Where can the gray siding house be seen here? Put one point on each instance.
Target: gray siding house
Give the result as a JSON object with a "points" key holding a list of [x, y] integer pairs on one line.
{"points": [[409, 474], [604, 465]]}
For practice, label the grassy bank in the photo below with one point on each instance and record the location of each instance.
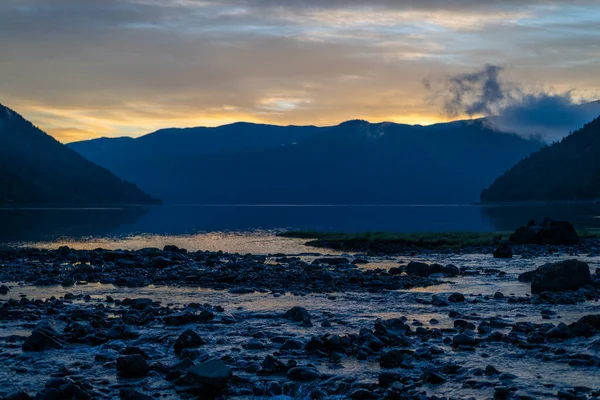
(430, 240)
(393, 242)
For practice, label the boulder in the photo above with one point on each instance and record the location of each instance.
(503, 251)
(548, 232)
(188, 340)
(303, 374)
(423, 269)
(298, 314)
(132, 366)
(560, 276)
(208, 377)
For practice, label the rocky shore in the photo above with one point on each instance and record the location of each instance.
(175, 324)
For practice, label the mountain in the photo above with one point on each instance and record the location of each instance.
(565, 170)
(234, 137)
(353, 163)
(36, 169)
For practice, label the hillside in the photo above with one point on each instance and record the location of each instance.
(36, 169)
(353, 163)
(564, 171)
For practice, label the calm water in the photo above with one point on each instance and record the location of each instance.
(250, 228)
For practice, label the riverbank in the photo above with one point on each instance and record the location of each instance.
(175, 324)
(445, 242)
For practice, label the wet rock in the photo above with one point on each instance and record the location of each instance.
(564, 275)
(503, 251)
(241, 290)
(423, 269)
(43, 337)
(298, 314)
(303, 374)
(188, 340)
(131, 394)
(395, 358)
(463, 340)
(549, 232)
(561, 331)
(456, 298)
(360, 394)
(433, 377)
(208, 378)
(331, 261)
(132, 366)
(20, 395)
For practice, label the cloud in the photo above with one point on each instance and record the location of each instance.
(509, 106)
(116, 67)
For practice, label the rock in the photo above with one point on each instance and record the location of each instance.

============================================================

## What is asked
Extract every line of the listing from the one containing "For practice, label the riverbank" down to the listing's final line, both ends included, and reproduce each line unchanged.

## Solution to this exercise
For practice, label the riverbank in the photo above with one point on each instance and record the location of each instance.
(175, 324)
(445, 242)
For practice, label the wet rock in the photo above with one point on each instance and record the location of each instance.
(564, 275)
(503, 251)
(241, 290)
(423, 269)
(43, 337)
(298, 314)
(303, 374)
(188, 340)
(131, 394)
(395, 358)
(463, 340)
(549, 232)
(561, 331)
(456, 298)
(360, 394)
(433, 377)
(208, 378)
(331, 261)
(132, 366)
(20, 395)
For practice, label the cloud in the photo above with one point on each instance and record the location of each instance.
(509, 106)
(116, 67)
For practice, label the rock in the photo above with one point on each instance and record the location of each instance.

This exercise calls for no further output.